= Given exercise =
Which lines of the records contain the word "post"? Select each such line and copy it out in full.

==== Information supplied ====

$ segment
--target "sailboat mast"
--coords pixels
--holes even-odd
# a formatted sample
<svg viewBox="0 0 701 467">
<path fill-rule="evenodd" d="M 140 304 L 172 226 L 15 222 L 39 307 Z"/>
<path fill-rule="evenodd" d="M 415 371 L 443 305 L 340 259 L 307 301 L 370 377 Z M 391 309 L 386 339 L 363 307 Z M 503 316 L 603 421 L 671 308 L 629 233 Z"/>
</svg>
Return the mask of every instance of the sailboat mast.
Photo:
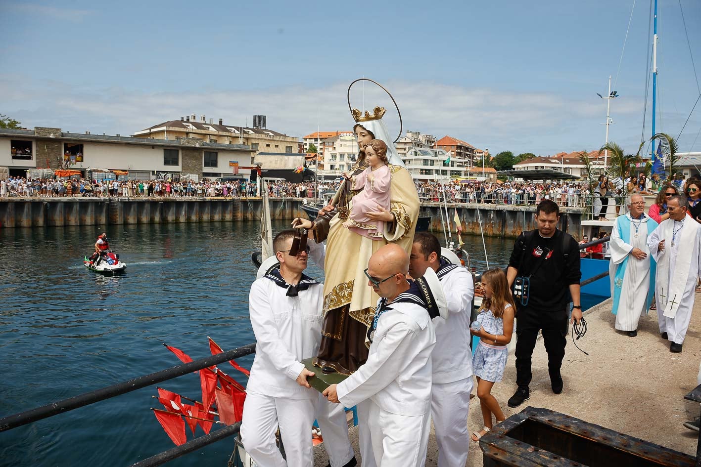
<svg viewBox="0 0 701 467">
<path fill-rule="evenodd" d="M 653 17 L 653 134 L 654 137 L 655 133 L 655 111 L 657 109 L 657 2 L 658 0 L 655 0 L 655 13 Z M 655 163 L 655 140 L 653 139 L 652 145 L 652 160 L 653 164 Z M 654 172 L 653 172 L 654 173 Z"/>
</svg>

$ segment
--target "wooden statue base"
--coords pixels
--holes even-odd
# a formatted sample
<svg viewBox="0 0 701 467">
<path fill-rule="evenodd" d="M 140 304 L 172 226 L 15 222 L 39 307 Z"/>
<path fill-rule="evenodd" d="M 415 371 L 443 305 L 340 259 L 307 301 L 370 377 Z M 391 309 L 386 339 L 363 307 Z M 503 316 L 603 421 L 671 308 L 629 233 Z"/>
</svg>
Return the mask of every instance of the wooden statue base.
<svg viewBox="0 0 701 467">
<path fill-rule="evenodd" d="M 312 363 L 314 357 L 306 358 L 302 360 L 302 363 L 304 363 L 304 367 L 307 370 L 314 372 L 314 376 L 307 379 L 307 381 L 309 382 L 313 388 L 319 392 L 324 392 L 324 390 L 332 384 L 338 384 L 348 377 L 346 375 L 341 375 L 336 372 L 333 373 L 325 373 L 321 370 L 321 368 L 314 366 L 314 364 Z"/>
</svg>

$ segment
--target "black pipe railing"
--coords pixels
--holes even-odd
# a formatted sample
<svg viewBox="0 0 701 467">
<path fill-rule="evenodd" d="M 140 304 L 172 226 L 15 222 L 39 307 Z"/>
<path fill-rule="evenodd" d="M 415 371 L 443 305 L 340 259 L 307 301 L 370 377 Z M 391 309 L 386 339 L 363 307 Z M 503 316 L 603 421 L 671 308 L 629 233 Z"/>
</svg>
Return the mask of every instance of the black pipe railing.
<svg viewBox="0 0 701 467">
<path fill-rule="evenodd" d="M 223 354 L 217 354 L 212 356 L 194 360 L 189 363 L 183 363 L 161 370 L 154 373 L 139 376 L 128 381 L 112 384 L 107 387 L 90 391 L 79 396 L 74 396 L 67 399 L 54 402 L 50 404 L 37 407 L 19 414 L 10 415 L 0 419 L 0 431 L 11 430 L 13 428 L 26 425 L 32 421 L 41 420 L 48 417 L 53 417 L 74 409 L 89 405 L 104 399 L 109 399 L 115 396 L 125 394 L 132 391 L 136 391 L 147 386 L 151 386 L 163 381 L 177 378 L 183 375 L 187 375 L 198 370 L 202 370 L 212 365 L 218 365 L 225 361 L 239 358 L 255 352 L 256 344 L 249 344 L 243 347 L 232 349 Z"/>
<path fill-rule="evenodd" d="M 221 429 L 212 431 L 208 435 L 196 438 L 193 440 L 188 441 L 184 445 L 177 446 L 172 449 L 168 449 L 168 451 L 163 451 L 163 452 L 157 454 L 155 456 L 149 457 L 149 459 L 144 459 L 143 461 L 139 461 L 136 463 L 132 464 L 130 467 L 156 467 L 156 466 L 164 464 L 166 462 L 173 460 L 174 459 L 177 459 L 180 456 L 186 454 L 189 452 L 196 451 L 200 447 L 204 447 L 205 446 L 210 445 L 212 442 L 216 442 L 217 441 L 223 440 L 225 438 L 235 435 L 239 432 L 240 428 L 241 422 L 237 421 L 233 425 L 227 425 Z"/>
</svg>

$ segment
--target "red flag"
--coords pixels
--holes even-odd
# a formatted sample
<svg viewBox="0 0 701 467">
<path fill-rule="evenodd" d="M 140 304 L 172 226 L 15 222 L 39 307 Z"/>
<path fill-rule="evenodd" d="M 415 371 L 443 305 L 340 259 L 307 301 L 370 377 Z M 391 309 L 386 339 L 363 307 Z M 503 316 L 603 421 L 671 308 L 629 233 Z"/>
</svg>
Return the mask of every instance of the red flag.
<svg viewBox="0 0 701 467">
<path fill-rule="evenodd" d="M 217 355 L 217 354 L 223 354 L 224 353 L 224 350 L 222 349 L 222 347 L 220 347 L 219 346 L 219 344 L 217 344 L 217 342 L 215 342 L 214 340 L 212 340 L 212 337 L 210 337 L 209 336 L 207 336 L 207 338 L 210 340 L 210 351 L 212 352 L 212 355 Z M 233 366 L 233 368 L 235 368 L 236 370 L 238 370 L 240 372 L 241 372 L 242 373 L 243 373 L 246 376 L 250 376 L 250 375 L 251 372 L 248 371 L 247 370 L 246 370 L 245 368 L 244 368 L 243 366 L 241 366 L 240 365 L 239 365 L 238 363 L 237 363 L 236 362 L 236 361 L 234 361 L 234 360 L 229 360 L 229 363 L 231 364 L 231 366 Z"/>
<path fill-rule="evenodd" d="M 185 422 L 180 415 L 158 409 L 152 410 L 170 440 L 177 446 L 185 444 L 187 441 L 187 438 L 185 436 Z"/>
<path fill-rule="evenodd" d="M 194 405 L 189 405 L 188 404 L 182 404 L 181 407 L 182 414 L 185 415 L 185 423 L 186 423 L 187 426 L 190 427 L 190 431 L 192 431 L 192 434 L 194 435 L 195 427 L 197 426 L 197 420 L 192 417 L 199 417 L 200 411 Z"/>
<path fill-rule="evenodd" d="M 205 407 L 202 405 L 201 402 L 196 402 L 195 408 L 197 409 L 198 414 L 198 415 L 195 415 L 196 417 L 214 421 L 214 414 L 210 414 L 209 411 L 205 410 Z M 194 412 L 193 414 L 194 414 Z M 199 425 L 200 428 L 201 428 L 203 431 L 204 431 L 205 433 L 207 435 L 210 434 L 210 430 L 212 429 L 212 421 L 205 421 L 204 420 L 197 421 L 197 424 Z"/>
<path fill-rule="evenodd" d="M 217 369 L 217 376 L 219 378 L 219 384 L 222 384 L 222 389 L 228 387 L 231 389 L 231 391 L 229 391 L 229 393 L 233 394 L 235 392 L 246 391 L 246 389 L 245 387 L 239 384 L 236 379 L 219 368 Z"/>
<path fill-rule="evenodd" d="M 219 388 L 215 390 L 215 398 L 217 399 L 217 411 L 219 414 L 219 421 L 227 425 L 236 423 L 236 414 L 233 410 L 233 398 Z"/>
<path fill-rule="evenodd" d="M 233 398 L 233 412 L 236 415 L 236 421 L 243 419 L 243 403 L 246 400 L 246 393 L 236 392 L 232 394 Z"/>
<path fill-rule="evenodd" d="M 163 345 L 165 344 L 163 344 Z M 186 354 L 185 352 L 182 351 L 179 349 L 170 347 L 170 345 L 165 345 L 165 348 L 172 351 L 173 354 L 175 354 L 175 356 L 179 358 L 180 361 L 182 361 L 183 363 L 189 363 L 191 361 L 192 361 L 192 358 L 190 358 L 190 356 Z"/>
<path fill-rule="evenodd" d="M 158 390 L 158 402 L 163 405 L 168 412 L 178 412 L 179 408 L 175 408 L 172 403 L 175 402 L 179 407 L 181 405 L 180 394 L 177 394 L 168 389 L 156 388 Z"/>
<path fill-rule="evenodd" d="M 202 388 L 202 403 L 205 407 L 205 413 L 207 413 L 215 401 L 217 373 L 209 368 L 200 370 L 200 386 Z"/>
</svg>

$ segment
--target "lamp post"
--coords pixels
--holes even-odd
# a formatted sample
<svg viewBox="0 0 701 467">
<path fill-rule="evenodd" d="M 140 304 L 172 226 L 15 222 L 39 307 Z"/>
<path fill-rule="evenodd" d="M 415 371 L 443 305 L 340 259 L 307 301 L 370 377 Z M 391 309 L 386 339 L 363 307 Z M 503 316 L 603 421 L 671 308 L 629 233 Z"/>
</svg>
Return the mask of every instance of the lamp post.
<svg viewBox="0 0 701 467">
<path fill-rule="evenodd" d="M 598 92 L 597 92 L 597 95 L 599 96 L 599 97 L 601 97 L 601 99 L 606 99 L 606 123 L 602 123 L 601 125 L 606 125 L 606 144 L 608 144 L 608 125 L 613 124 L 613 120 L 611 120 L 611 117 L 609 116 L 609 113 L 610 113 L 610 111 L 611 111 L 611 99 L 615 99 L 616 97 L 618 97 L 618 93 L 616 92 L 615 91 L 613 91 L 613 92 L 611 92 L 611 75 L 608 75 L 608 94 L 606 95 L 606 97 L 604 97 L 601 95 L 599 94 Z M 604 151 L 604 172 L 606 170 L 606 166 L 607 165 L 608 165 L 608 149 L 606 149 L 606 150 L 605 150 Z"/>
</svg>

====

= Answer =
--target "lamp post"
Return the mask of every instance of the lamp post.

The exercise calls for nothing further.